Items from a data source:
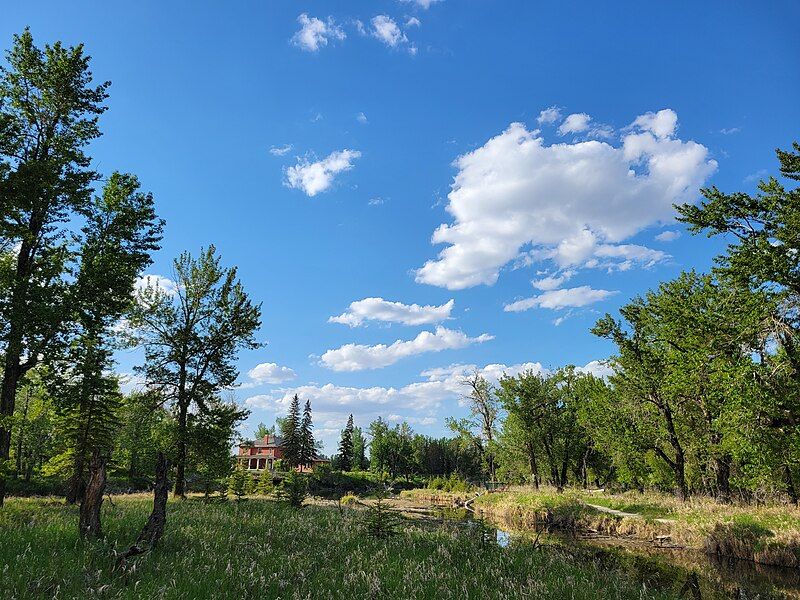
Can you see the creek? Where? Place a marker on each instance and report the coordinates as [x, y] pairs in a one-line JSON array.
[[692, 573]]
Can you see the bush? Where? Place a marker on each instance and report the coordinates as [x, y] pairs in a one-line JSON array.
[[240, 483], [349, 499], [265, 486], [454, 483], [293, 489], [382, 521]]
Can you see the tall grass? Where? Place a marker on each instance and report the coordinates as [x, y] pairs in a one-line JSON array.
[[767, 535], [262, 549]]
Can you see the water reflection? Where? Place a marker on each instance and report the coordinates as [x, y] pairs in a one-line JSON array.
[[691, 573]]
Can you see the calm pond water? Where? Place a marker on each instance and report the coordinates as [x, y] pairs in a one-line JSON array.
[[698, 574]]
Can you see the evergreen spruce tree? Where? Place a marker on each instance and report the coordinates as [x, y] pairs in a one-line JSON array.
[[346, 446], [290, 432], [306, 435], [239, 483], [359, 450]]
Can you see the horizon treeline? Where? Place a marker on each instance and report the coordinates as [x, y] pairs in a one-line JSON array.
[[704, 395]]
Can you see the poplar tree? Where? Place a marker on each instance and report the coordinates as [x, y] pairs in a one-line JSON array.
[[307, 445], [191, 337], [49, 112], [359, 450]]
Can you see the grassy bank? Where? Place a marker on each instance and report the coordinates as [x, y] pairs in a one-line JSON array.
[[259, 548], [764, 534]]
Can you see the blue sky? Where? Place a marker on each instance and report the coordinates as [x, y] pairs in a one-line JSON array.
[[320, 145]]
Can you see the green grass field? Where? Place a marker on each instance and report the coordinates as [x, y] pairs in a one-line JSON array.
[[259, 548], [767, 535]]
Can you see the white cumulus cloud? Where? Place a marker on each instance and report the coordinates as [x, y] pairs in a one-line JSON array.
[[315, 177], [280, 150], [269, 373], [557, 299], [423, 4], [517, 197], [357, 357], [314, 33], [549, 115], [668, 236], [378, 309], [386, 30], [552, 282], [165, 284]]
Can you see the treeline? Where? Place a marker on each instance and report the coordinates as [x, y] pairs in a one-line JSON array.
[[704, 391], [73, 246], [398, 452]]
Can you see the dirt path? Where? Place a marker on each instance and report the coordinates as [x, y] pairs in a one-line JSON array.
[[620, 513]]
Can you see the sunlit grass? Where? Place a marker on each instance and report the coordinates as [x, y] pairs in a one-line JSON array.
[[259, 548], [767, 534]]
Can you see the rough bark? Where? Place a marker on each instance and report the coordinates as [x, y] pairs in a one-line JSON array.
[[180, 472], [154, 528], [89, 524], [723, 468], [533, 465], [791, 490]]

_WHAT TO DO_
Begin with the line that contains "Can you see the dirt" and print each line exactly until the data ends, including the last line.

_TASK RESULT_
Can you see the dirt path? Where? Place a marker on each instance and report the coordinates as [x, y] pairs in a one-line JSON array.
[[620, 513]]
Can you see the sunlit grass? Where? Place a marker on each instance and report the coordinates as [x, y] pairs in a one-line JSON array.
[[259, 548], [767, 534]]
Can you see the rough bark? Where? Place a marker on each instance and report the coordinates as [x, y] pairs in a one-line JSON array.
[[180, 472], [154, 528], [89, 524], [723, 468], [533, 465], [791, 490]]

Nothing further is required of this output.